Referring expression data:
########################################

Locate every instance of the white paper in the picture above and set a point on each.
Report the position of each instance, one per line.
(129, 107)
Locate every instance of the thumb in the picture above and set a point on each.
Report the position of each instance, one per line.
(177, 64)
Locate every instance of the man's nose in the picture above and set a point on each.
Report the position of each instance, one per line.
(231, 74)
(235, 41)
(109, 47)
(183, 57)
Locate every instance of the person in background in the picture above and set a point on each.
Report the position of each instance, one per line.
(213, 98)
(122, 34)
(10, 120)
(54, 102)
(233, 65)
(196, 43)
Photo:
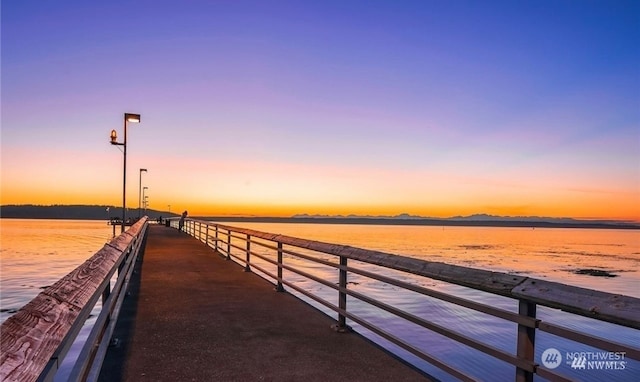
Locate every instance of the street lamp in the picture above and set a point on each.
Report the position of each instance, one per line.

########################################

# ASSIGNED TASK:
All entries are to be retyped exactly. Omit any embedded images.

# ANSWER BOX:
Locate every instance of the white paper in the picture above and set a point on each.
Report the position of each instance, one per line.
(129, 107)
Locate every instance of the thumb in the picture above and set a point on each.
Report the position of each instance, one per line.
(177, 64)
Locate every instance of the man's nose in the picture above and set a point on each.
Report the position of each instance, one per line.
(231, 74)
(235, 41)
(109, 47)
(183, 57)
Locate every instance of the person in background in the picture above and set a point on each.
Report the position of each instance, one per line.
(213, 98)
(122, 34)
(10, 120)
(54, 102)
(233, 65)
(196, 43)
Photo:
Locate every instance of the street lamp in the picture above and set a point on each.
Report the position of each instance, one per line.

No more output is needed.